■ Consigne A: Extrayez de la liste toutes les lignes qui contiennent la chaîne « martingale ». La casse compte.

Il semble utile de rapidement évoquer les significations de quelques termes.
La morale et l’éthique
Le premier terme est d’origine latine. Il désigne la science du bien et du mal. C’est une théorie de l’action humaine en tant qu’elle est soumise au devoir et a pour but le bien. Elle se matérialise souvent par un ensemble de règles de conduite.
L’éthique n’est pas très différente, et, d’ailleurs les deux mots ont été utilisés de manière indifférenciée jusqu’à un passé très récent. C’est un terme d’origine grecque qui peut se définir comme un ensemble de conventions morales propres à un milieu, une culture, un groupe. C’est un corpus de valeurs fondamentales propres aux individus qui, parce qu’elles sont partagées, peuvent constituer la référence commune d’un corps social.
Les deux mots recouvrent donc deux réalités très proches : ils désignent en quelque sorte des codes, plus ou moins formels, destinés à régir les conduites humaines. Pourquoi ne sont-ils plus employés de la même manière aujourd’hui ? Une première explication tient au fait que le terme « morale » souffre d’une connotation négative : « faire la morale »…
Une différence plus fondamentale vient du fait que l’éthique, selon certains auteurs, ne pose pas la question du bien et du mal, qui est celle de la morale. Raison pour laquelle notre monde moderne préfère sans doute le mot éthique car il évite de renvoyer aux consciences et donc aux fondements religieux ou philosophiques qui peuvent les éclairer, pour se focaliser sur les règles, les comportements et les actes posés… Dit autrement : la morale aurait pour fonction de définir une démarcation entre le bien et le mal, alors que l’éthique se contenterait de faire le constat du positionnement d’un acte donné par rapport à cette ligne de partage…
La définition suivante, empruntée à Alexandre JAUNAIT semble être celle qui répond le mieux à nos besoins militaires dans le cadre de ce dossier. Un champ éthique est « un ensemble de questions, de pratiques, d’acteurs, qui définissent en permanence les frontières de leurs activités » ; sous-entendu « selon une logique morale qui doit tendre vers le bien ».
… Tendre vers le bien ? Il serait sans doute utile d’aborder ici cette notion de bien. Pour les uns, il y a une loi naturelle qui fait que chaque homme a naturellement en soi la perception du bien et du mal, qui sont deux absolus, et dont les périmètres ne sauraient varier. D’autres estiment que c’est une notion relative, conjoncturelle et évolutive, dont la loi humaine a pour tâche d’actualiser les contours. Dans les deux cas, il est la référence par rapport à laquelle l’éthique s’applique.

■ Extraits d'un jeu de données sur le pointage d'objets:

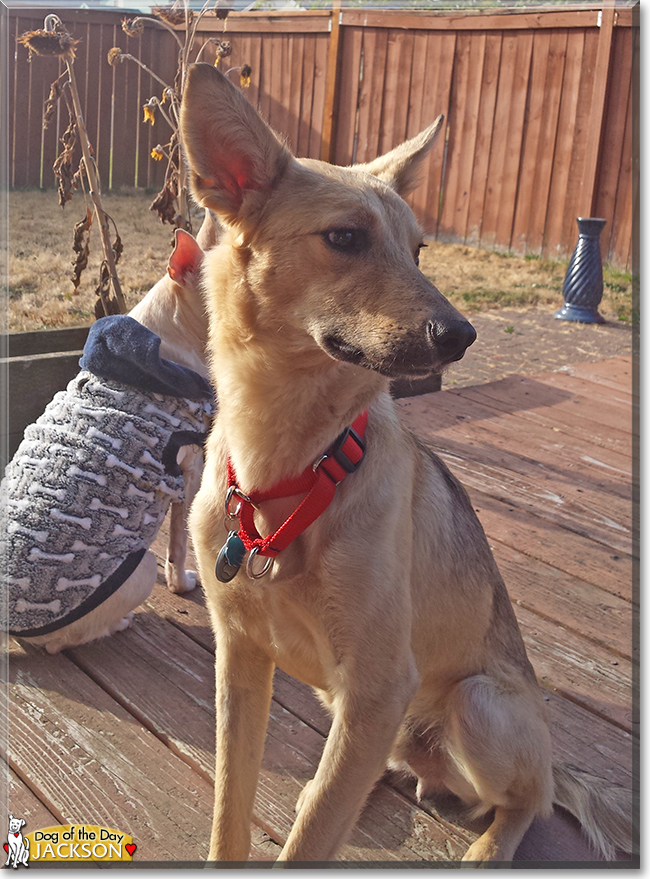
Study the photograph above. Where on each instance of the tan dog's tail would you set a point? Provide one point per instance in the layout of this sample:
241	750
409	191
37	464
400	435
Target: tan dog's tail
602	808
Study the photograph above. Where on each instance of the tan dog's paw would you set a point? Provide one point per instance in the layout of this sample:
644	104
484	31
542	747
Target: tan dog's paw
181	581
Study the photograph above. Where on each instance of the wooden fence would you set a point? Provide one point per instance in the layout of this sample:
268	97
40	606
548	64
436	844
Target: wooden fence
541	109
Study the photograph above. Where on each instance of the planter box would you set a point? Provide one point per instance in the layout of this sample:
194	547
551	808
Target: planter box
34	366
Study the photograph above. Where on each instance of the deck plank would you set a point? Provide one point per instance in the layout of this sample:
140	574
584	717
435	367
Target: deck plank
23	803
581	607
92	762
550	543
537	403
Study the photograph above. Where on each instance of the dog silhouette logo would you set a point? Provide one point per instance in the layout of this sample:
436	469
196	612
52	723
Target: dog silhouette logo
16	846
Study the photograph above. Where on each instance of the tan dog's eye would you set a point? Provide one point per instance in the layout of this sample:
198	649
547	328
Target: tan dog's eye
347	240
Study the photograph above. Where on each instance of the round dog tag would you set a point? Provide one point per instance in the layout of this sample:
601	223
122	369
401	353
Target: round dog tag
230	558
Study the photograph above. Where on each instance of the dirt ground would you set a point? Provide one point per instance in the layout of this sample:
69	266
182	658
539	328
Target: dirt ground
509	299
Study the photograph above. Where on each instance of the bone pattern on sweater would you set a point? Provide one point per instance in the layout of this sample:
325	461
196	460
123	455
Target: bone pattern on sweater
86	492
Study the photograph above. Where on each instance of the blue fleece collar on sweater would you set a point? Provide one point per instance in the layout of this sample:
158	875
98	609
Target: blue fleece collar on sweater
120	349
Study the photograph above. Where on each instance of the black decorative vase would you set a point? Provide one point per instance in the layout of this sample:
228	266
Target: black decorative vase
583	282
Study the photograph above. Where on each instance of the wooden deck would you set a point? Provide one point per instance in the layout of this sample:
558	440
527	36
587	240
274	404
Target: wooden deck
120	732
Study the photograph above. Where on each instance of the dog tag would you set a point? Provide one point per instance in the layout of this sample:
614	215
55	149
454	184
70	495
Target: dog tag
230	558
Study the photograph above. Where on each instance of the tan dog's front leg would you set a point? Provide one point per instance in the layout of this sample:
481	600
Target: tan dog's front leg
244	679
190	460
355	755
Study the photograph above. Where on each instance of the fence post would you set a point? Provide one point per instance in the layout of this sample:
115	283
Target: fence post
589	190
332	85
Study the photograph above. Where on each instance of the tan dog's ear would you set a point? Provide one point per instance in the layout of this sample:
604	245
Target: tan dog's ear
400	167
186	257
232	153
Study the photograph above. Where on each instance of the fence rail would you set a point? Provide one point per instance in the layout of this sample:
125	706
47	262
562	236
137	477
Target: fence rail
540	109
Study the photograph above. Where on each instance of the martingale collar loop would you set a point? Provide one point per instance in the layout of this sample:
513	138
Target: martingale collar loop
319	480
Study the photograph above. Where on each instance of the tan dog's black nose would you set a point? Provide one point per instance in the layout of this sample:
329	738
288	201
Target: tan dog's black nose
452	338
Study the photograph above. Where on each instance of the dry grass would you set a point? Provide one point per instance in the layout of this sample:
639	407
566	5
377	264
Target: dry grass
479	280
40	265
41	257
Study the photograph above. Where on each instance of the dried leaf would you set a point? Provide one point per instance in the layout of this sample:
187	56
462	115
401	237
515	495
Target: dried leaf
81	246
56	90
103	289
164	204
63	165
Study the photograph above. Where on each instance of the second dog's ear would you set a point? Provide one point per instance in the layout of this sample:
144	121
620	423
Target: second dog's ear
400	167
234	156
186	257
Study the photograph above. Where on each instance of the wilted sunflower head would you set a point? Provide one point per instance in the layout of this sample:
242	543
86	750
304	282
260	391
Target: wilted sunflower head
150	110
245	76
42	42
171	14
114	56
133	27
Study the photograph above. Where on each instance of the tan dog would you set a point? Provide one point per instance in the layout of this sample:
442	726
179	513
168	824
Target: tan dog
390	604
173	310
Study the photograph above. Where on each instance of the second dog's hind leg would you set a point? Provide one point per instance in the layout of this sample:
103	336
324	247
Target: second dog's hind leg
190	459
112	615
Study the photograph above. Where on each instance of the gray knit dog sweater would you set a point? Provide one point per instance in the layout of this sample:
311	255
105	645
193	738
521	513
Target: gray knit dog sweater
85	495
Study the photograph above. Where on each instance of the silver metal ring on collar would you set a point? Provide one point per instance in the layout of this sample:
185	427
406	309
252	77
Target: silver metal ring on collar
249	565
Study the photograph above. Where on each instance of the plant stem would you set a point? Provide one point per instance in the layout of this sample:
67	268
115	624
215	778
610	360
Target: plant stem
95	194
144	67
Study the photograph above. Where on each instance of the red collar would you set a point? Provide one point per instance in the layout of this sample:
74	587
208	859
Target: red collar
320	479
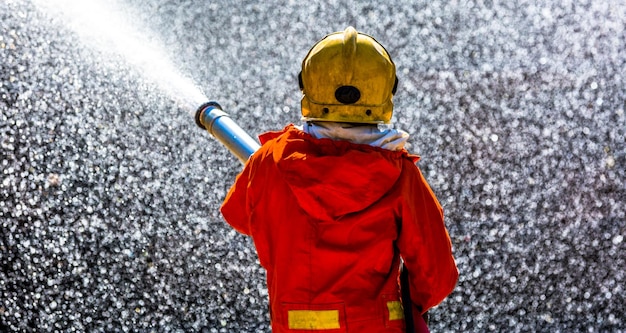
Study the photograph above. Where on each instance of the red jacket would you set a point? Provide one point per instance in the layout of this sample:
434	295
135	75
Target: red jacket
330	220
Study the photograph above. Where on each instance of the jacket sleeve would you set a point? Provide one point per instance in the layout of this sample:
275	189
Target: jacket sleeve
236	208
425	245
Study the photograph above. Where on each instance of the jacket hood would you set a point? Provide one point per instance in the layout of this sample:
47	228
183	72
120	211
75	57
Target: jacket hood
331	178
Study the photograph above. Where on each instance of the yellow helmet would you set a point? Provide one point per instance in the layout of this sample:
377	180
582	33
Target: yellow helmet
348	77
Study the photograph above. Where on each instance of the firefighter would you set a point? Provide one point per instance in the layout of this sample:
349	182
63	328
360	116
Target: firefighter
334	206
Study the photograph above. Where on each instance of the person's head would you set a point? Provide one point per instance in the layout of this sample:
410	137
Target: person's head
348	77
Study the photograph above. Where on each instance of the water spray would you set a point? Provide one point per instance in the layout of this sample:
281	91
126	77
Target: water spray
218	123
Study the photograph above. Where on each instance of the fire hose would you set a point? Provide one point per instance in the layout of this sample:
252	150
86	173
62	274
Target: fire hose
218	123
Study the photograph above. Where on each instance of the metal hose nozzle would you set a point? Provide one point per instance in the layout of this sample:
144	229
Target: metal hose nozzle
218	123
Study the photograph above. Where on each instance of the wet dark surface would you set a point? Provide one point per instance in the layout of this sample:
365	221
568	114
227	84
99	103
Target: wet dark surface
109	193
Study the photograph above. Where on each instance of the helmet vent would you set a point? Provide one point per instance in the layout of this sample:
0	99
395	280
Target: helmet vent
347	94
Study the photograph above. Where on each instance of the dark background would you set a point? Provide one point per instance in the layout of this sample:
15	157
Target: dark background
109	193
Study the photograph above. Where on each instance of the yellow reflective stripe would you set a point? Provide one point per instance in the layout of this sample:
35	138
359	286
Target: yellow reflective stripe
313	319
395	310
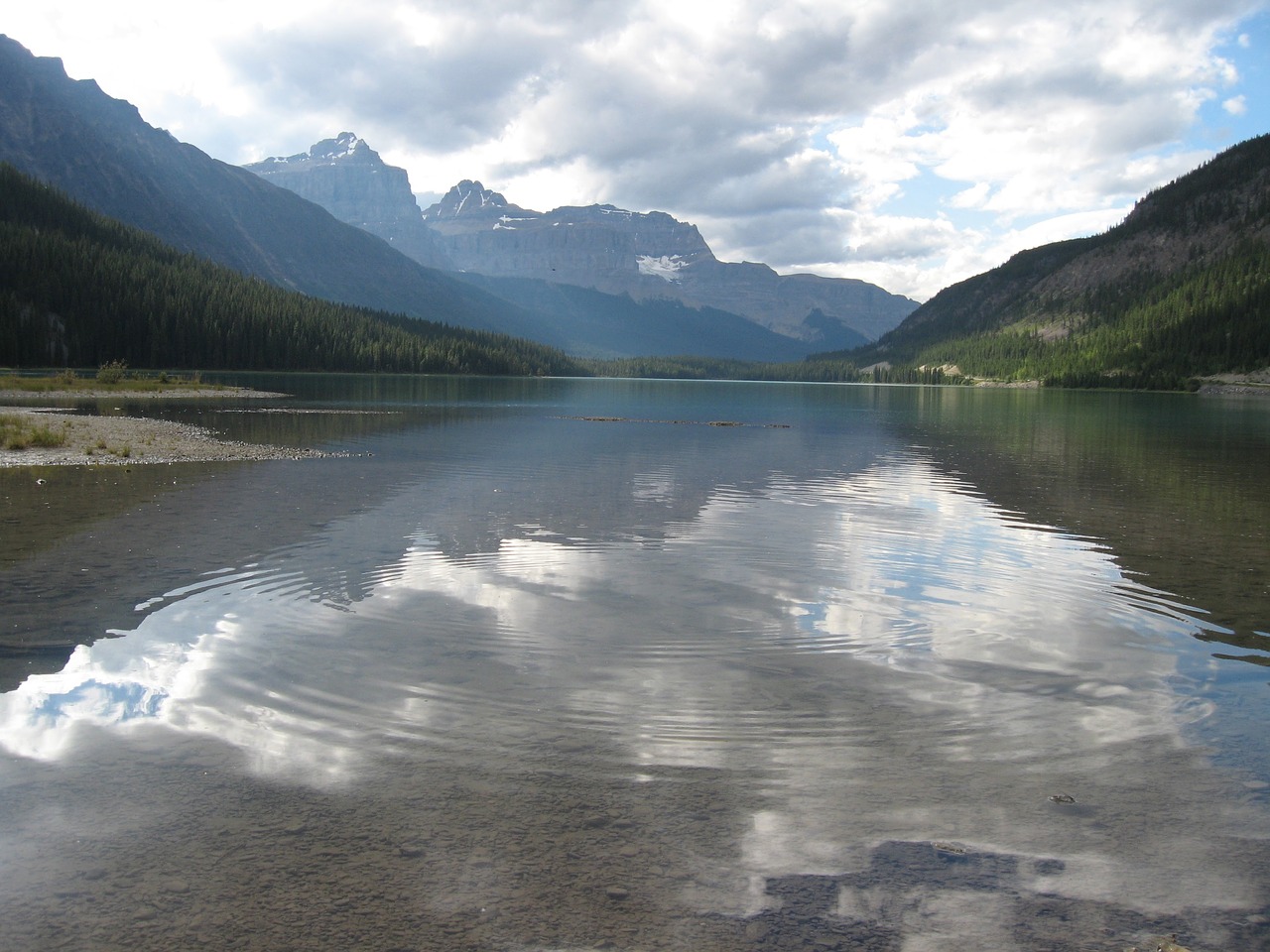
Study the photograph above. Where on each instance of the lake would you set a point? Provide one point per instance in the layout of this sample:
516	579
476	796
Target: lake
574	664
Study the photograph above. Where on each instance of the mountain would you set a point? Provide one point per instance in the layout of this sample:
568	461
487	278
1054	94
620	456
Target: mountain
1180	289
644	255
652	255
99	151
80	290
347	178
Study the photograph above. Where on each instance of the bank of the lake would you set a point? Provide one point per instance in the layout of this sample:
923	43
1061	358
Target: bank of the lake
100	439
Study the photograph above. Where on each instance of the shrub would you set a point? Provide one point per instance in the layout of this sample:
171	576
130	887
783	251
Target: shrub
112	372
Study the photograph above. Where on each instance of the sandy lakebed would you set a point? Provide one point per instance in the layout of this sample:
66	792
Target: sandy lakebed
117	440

■ Consigne B:
Répondez aux questions suivantes à partir de l'extrait sur la morale et l'éthique :
(i) De quelle origine est le terme « morale » ?
(ii) De quelle connotation le terme « morale » souffre-t-il ?
(iii) À qui est empruntée la définition du champ éthique retenue pour les besoins militaires ?

■ Réponse A:
Study the photograph above. Where on each instance of the martingale collar loop would you set a point? Provide one point per instance in the layout of this sample:
Target: martingale collar loop

■ Réponse B:
(i) Il est d'origine latine.
(ii) Il souffre d'une connotation négative.
(iii) Elle est empruntée à Alexandre JAUNAIT.